REQUIREMENT :: Return every line of the records that includes the string "brick".

Region pointing data ::
= Beginning of Section =

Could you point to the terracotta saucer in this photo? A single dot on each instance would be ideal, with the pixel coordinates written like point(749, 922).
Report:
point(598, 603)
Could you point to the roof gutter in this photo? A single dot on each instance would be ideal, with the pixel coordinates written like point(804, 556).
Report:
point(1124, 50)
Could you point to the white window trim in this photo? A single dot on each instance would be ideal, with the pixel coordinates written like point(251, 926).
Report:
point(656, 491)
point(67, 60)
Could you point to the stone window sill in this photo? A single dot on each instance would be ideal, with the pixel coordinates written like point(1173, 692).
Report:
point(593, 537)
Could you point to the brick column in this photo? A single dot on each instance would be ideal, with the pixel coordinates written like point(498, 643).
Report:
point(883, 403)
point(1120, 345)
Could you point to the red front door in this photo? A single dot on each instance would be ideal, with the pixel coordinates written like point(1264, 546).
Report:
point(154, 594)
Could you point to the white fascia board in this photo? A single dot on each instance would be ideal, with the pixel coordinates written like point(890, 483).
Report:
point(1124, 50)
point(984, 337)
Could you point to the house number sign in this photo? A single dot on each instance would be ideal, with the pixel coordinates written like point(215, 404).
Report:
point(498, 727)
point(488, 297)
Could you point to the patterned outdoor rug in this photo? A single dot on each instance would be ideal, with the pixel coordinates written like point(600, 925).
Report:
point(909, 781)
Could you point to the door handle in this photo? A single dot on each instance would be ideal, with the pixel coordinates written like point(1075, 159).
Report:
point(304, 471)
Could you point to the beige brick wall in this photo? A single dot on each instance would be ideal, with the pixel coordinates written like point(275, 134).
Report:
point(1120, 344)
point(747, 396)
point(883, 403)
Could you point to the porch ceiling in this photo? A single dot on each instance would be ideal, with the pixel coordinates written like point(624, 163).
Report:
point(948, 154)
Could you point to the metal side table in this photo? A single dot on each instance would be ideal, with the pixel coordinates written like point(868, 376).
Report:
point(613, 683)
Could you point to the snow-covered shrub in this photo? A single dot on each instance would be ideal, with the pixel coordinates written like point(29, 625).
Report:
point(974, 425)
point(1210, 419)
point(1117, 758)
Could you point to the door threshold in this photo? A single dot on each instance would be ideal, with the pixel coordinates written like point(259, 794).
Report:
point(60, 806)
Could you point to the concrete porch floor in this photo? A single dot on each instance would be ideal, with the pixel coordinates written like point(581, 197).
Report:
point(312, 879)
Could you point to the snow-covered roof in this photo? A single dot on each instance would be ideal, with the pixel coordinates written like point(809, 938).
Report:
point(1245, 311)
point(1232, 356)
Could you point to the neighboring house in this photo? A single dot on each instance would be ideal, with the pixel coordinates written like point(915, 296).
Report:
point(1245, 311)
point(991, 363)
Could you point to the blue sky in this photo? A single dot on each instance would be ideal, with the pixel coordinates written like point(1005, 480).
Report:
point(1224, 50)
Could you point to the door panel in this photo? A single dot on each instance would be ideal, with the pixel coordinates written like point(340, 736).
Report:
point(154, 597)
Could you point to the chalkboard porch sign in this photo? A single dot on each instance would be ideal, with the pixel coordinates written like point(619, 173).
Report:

= End of Section =

TASK RESULT ::
Could you point to the brick column in this photo? A single dot on each instance would be ideal, with the pixel coordinates written like point(498, 643).
Could you point to the beige brick wall in this photo? A single dot on each instance would be ideal, with the pixel coordinates written like point(275, 134).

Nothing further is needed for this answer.